_Data under study_.
________________________

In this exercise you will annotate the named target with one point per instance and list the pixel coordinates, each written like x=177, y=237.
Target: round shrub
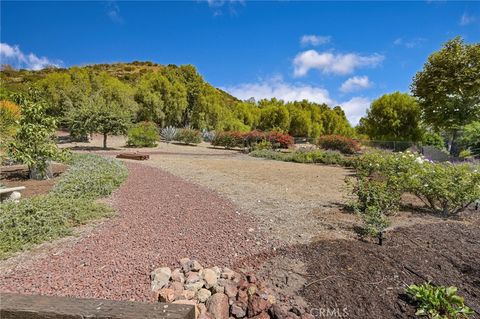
x=228, y=139
x=143, y=134
x=189, y=136
x=339, y=143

________________________

_Activity_. Word for word, return the listing above; the pictures do not belong in the copy.

_Written answer_.
In this exercise you will annotate the named target with one point per instance and list the pixel coordinates, each written like x=177, y=237.
Target: round shrub
x=228, y=139
x=143, y=134
x=189, y=136
x=339, y=143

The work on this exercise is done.